* **Aim**
Print the range of lines that opens with the line containing "of the **tree" and closes with the last line of the listing. Include both ends; print nothing more.

Region annotation entries:

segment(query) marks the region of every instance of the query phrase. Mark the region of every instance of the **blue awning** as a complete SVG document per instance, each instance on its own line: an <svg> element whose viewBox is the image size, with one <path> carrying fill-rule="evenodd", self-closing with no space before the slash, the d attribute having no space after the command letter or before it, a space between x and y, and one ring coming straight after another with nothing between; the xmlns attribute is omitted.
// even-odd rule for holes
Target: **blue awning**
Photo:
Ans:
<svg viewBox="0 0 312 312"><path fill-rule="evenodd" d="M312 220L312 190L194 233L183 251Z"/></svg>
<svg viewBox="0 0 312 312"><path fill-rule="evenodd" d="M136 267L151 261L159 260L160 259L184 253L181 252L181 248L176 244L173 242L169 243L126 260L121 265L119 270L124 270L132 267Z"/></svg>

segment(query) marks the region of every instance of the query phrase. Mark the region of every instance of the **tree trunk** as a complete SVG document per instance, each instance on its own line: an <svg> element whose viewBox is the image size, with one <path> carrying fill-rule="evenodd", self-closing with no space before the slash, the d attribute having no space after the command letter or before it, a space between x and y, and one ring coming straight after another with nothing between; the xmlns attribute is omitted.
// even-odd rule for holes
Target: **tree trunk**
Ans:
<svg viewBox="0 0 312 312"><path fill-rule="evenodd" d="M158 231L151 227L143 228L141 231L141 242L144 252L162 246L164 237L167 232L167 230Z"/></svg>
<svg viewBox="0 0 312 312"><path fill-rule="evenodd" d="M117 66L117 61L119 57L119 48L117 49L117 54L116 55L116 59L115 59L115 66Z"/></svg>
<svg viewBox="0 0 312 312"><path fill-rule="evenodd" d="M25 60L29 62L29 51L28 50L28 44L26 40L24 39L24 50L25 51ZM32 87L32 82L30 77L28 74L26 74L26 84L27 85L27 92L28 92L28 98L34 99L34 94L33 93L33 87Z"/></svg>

* **Finished task**
segment(query) marks the region of every instance of the query phrase. Mark the region of every instance of the **tree trunk** as a complete SVG document per instance, each instance on its own line: an <svg> element whose viewBox is the image size, with one <path> carrying fill-rule="evenodd", self-closing with no space before the slash, the d attribute having no space after the command letter or before it, a space between x and y, and one ring coming straight after another with nothing between; the xmlns attribute is omitted.
// even-odd rule for holes
Target: **tree trunk**
Ans:
<svg viewBox="0 0 312 312"><path fill-rule="evenodd" d="M158 231L151 227L143 228L141 231L141 242L144 252L162 246L164 237L167 232L167 230Z"/></svg>
<svg viewBox="0 0 312 312"><path fill-rule="evenodd" d="M117 66L117 61L119 57L119 48L117 49L117 54L116 55L116 59L115 59L115 66Z"/></svg>
<svg viewBox="0 0 312 312"><path fill-rule="evenodd" d="M25 60L29 62L29 51L28 50L28 44L26 40L24 39L24 50L25 51ZM32 87L32 82L30 77L28 74L26 74L26 84L27 85L27 92L28 92L28 98L34 99L34 94L33 93L33 87Z"/></svg>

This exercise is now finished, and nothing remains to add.